### INSTRUCTIONS TO FOLLOW
Output exactly the lines between the one holding "the white banner" and the last line of the data below, both of those lines included.

*** Begin section ***

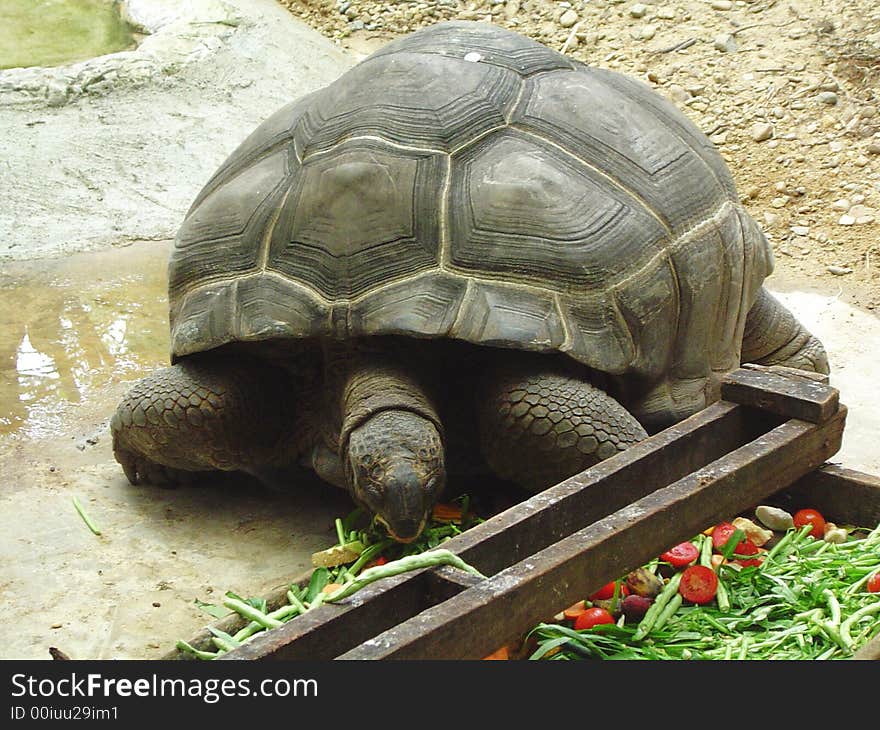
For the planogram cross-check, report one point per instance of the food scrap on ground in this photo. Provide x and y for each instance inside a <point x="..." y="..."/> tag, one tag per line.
<point x="362" y="555"/>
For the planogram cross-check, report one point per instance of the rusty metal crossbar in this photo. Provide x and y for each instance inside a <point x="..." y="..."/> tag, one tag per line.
<point x="770" y="428"/>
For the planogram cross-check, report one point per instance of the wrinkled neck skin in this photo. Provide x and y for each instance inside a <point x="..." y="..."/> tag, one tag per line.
<point x="390" y="444"/>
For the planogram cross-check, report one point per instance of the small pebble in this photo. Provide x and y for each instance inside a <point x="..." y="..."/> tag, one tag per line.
<point x="774" y="518"/>
<point x="756" y="534"/>
<point x="678" y="94"/>
<point x="568" y="18"/>
<point x="761" y="131"/>
<point x="725" y="42"/>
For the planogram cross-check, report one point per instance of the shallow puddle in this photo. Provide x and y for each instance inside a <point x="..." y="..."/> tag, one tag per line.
<point x="68" y="325"/>
<point x="54" y="32"/>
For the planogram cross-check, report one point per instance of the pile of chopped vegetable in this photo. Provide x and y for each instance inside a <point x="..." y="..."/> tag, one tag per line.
<point x="807" y="589"/>
<point x="363" y="554"/>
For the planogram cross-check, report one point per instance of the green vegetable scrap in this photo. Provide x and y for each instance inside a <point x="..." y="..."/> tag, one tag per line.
<point x="807" y="600"/>
<point x="82" y="513"/>
<point x="362" y="556"/>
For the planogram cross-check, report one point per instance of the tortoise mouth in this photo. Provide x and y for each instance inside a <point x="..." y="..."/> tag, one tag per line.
<point x="409" y="535"/>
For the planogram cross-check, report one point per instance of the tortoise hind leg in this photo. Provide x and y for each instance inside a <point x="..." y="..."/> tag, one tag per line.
<point x="773" y="336"/>
<point x="540" y="425"/>
<point x="201" y="415"/>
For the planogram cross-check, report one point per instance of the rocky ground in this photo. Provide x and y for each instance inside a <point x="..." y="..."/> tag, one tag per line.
<point x="788" y="91"/>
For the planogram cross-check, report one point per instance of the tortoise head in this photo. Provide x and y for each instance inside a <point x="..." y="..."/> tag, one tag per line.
<point x="395" y="468"/>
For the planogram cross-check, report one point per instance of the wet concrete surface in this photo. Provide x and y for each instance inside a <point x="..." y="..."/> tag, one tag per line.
<point x="75" y="333"/>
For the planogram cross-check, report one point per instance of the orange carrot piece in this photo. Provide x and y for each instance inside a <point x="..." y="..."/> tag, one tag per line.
<point x="502" y="653"/>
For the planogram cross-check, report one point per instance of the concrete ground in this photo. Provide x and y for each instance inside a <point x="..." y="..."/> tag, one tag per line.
<point x="97" y="182"/>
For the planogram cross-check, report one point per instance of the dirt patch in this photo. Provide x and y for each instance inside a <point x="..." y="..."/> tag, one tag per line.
<point x="788" y="91"/>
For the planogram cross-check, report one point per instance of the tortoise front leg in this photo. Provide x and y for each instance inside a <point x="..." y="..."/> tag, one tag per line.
<point x="540" y="425"/>
<point x="773" y="336"/>
<point x="200" y="415"/>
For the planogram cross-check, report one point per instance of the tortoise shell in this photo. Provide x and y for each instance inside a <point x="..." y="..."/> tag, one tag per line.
<point x="466" y="182"/>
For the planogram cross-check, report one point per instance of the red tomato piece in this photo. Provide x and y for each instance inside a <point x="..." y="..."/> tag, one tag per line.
<point x="699" y="584"/>
<point x="721" y="534"/>
<point x="747" y="547"/>
<point x="681" y="555"/>
<point x="607" y="591"/>
<point x="593" y="617"/>
<point x="804" y="517"/>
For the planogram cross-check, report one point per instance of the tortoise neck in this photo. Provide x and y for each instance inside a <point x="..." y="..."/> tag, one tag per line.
<point x="365" y="377"/>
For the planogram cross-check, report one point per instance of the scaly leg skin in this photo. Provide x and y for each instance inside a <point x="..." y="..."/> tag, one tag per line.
<point x="773" y="336"/>
<point x="541" y="426"/>
<point x="200" y="415"/>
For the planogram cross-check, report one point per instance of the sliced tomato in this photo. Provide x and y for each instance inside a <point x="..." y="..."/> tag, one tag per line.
<point x="699" y="584"/>
<point x="607" y="591"/>
<point x="681" y="555"/>
<point x="721" y="534"/>
<point x="593" y="617"/>
<point x="747" y="547"/>
<point x="804" y="517"/>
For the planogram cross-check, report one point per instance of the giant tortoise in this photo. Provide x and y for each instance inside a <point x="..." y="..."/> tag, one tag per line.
<point x="468" y="253"/>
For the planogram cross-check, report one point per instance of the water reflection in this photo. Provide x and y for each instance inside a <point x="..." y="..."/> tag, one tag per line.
<point x="53" y="32"/>
<point x="70" y="326"/>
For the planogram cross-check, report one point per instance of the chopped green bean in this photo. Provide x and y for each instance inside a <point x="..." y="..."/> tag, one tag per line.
<point x="85" y="518"/>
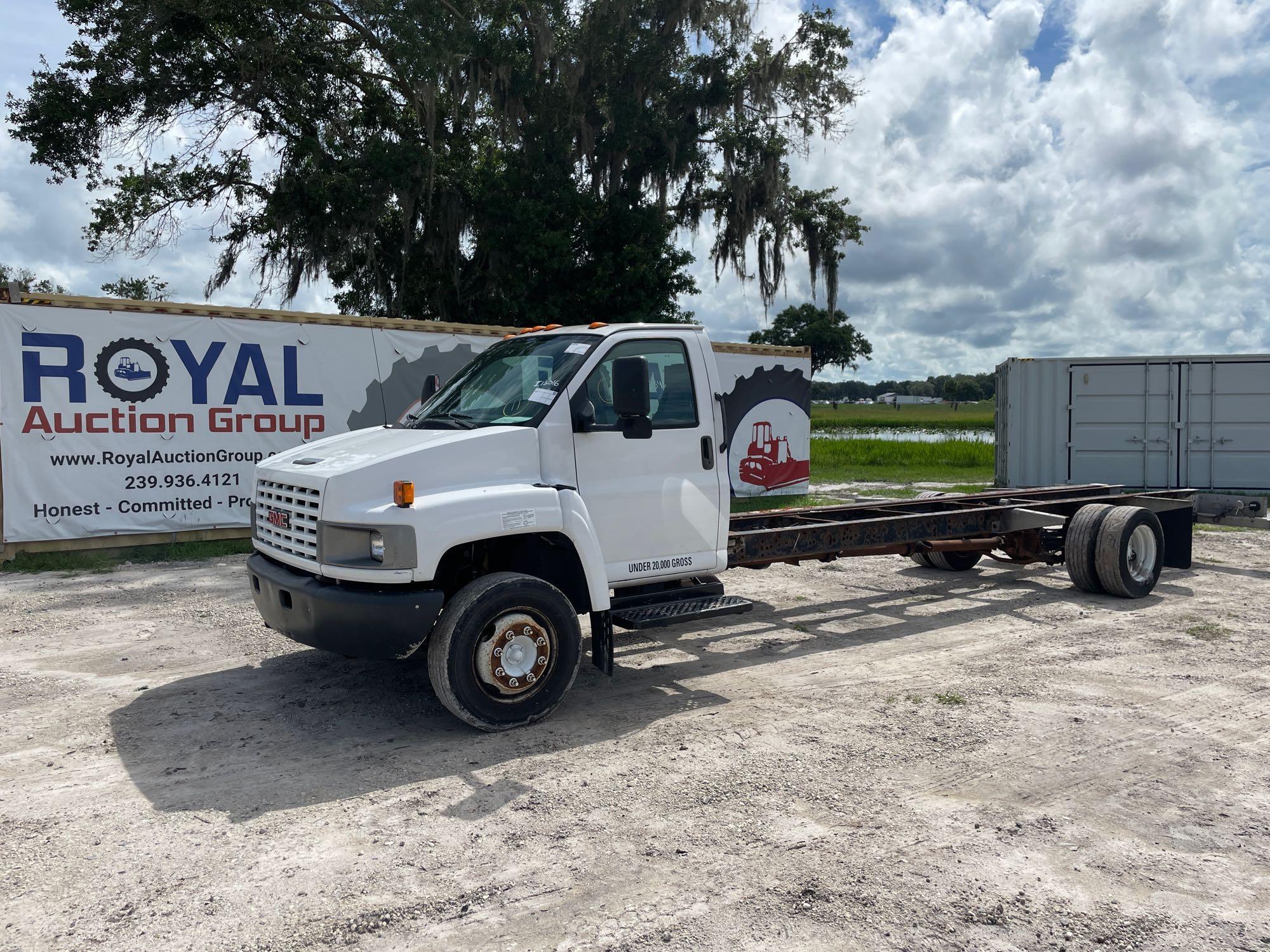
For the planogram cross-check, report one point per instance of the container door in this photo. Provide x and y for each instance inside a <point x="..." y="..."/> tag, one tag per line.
<point x="1122" y="425"/>
<point x="1226" y="425"/>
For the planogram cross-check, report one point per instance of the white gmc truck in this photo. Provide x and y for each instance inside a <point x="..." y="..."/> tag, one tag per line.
<point x="584" y="470"/>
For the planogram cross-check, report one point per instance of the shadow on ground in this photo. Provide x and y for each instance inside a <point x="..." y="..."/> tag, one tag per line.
<point x="311" y="728"/>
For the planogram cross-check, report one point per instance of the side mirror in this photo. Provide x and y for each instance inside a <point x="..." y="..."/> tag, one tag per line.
<point x="632" y="397"/>
<point x="431" y="385"/>
<point x="584" y="413"/>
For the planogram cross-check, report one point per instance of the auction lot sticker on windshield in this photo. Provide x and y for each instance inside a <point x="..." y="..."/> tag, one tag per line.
<point x="520" y="519"/>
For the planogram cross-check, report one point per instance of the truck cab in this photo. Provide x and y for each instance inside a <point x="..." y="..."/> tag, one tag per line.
<point x="559" y="470"/>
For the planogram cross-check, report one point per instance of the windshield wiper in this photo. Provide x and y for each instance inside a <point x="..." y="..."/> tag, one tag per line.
<point x="465" y="421"/>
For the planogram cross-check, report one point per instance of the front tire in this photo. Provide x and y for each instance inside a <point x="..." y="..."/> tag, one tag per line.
<point x="1080" y="546"/>
<point x="506" y="652"/>
<point x="1131" y="552"/>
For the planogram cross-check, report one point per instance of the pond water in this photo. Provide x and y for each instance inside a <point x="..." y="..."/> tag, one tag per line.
<point x="916" y="436"/>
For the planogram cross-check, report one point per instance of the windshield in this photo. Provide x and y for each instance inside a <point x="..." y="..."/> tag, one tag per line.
<point x="514" y="384"/>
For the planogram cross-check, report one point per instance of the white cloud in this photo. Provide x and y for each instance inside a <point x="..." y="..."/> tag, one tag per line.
<point x="1114" y="209"/>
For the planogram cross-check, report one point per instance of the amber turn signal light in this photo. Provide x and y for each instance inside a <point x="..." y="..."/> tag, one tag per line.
<point x="403" y="493"/>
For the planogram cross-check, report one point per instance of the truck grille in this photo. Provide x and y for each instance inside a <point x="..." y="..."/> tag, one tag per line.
<point x="300" y="506"/>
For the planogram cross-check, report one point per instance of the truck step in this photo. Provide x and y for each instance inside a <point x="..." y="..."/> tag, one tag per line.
<point x="678" y="611"/>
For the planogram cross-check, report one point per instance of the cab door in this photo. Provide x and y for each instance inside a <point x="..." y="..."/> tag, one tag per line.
<point x="656" y="503"/>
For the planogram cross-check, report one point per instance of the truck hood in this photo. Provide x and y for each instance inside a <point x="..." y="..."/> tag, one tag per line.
<point x="358" y="469"/>
<point x="354" y="450"/>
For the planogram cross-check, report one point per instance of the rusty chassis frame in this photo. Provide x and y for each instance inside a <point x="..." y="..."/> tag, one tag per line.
<point x="1028" y="525"/>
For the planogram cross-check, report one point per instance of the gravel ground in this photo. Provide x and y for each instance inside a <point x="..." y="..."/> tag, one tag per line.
<point x="878" y="757"/>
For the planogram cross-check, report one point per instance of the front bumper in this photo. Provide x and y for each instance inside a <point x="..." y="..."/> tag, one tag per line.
<point x="349" y="621"/>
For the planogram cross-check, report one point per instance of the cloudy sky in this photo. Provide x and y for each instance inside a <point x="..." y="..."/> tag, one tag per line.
<point x="1059" y="177"/>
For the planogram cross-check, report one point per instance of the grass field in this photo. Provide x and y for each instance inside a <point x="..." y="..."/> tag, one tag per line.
<point x="961" y="461"/>
<point x="926" y="417"/>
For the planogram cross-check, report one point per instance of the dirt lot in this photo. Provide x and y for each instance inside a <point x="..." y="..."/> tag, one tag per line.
<point x="878" y="757"/>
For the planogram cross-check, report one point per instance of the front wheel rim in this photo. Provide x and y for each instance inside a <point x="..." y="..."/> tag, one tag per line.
<point x="516" y="656"/>
<point x="1141" y="554"/>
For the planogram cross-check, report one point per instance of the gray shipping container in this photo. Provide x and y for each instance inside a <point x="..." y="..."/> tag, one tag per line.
<point x="1144" y="422"/>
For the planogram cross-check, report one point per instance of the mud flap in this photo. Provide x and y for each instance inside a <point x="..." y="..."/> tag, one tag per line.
<point x="603" y="642"/>
<point x="1177" y="526"/>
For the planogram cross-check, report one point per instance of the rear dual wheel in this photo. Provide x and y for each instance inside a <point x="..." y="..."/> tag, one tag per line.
<point x="1118" y="550"/>
<point x="506" y="652"/>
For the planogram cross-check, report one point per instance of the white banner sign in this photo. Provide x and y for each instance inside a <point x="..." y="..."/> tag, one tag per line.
<point x="115" y="422"/>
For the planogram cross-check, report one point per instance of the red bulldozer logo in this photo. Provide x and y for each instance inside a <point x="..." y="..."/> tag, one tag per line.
<point x="769" y="463"/>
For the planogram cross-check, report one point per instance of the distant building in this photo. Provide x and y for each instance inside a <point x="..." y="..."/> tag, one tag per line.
<point x="902" y="399"/>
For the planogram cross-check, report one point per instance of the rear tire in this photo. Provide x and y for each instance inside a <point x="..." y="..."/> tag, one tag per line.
<point x="1131" y="552"/>
<point x="1080" y="546"/>
<point x="956" y="562"/>
<point x="926" y="559"/>
<point x="477" y="630"/>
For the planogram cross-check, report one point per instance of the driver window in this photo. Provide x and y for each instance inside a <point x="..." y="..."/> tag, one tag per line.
<point x="672" y="400"/>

*** End section ***

### REPLY TO THE EXERCISE
For the planogram cross-check, report one point per instance of the white banner sign in this photo. Provide x and y for each instance inside a <point x="..." y="..."/> tag, one tag per line.
<point x="115" y="422"/>
For the planogram cross-check, report one point per instance of the red bulldozer logo in this photo. Provide x and y for each instance inside a <point x="..." y="..."/> tag, one tag per line.
<point x="769" y="463"/>
For the planogram cross-check, report one point per instance of the distant building in this photo. Provide x and y for each instance inside a <point x="..." y="..."/> tag, one tag per line.
<point x="902" y="399"/>
For the planogram cross-check, report one point per instance of the rear tire in this photo. Provide x and y for each instance inside a <point x="..." y="..."/> tag, one tag per line.
<point x="1131" y="552"/>
<point x="1080" y="546"/>
<point x="956" y="562"/>
<point x="926" y="559"/>
<point x="477" y="630"/>
For the planogram cross-check, report one point per instance of the driver window in this photo. Provide x and y for each instance inside a <point x="..." y="..."/> tag, one tag per line.
<point x="672" y="400"/>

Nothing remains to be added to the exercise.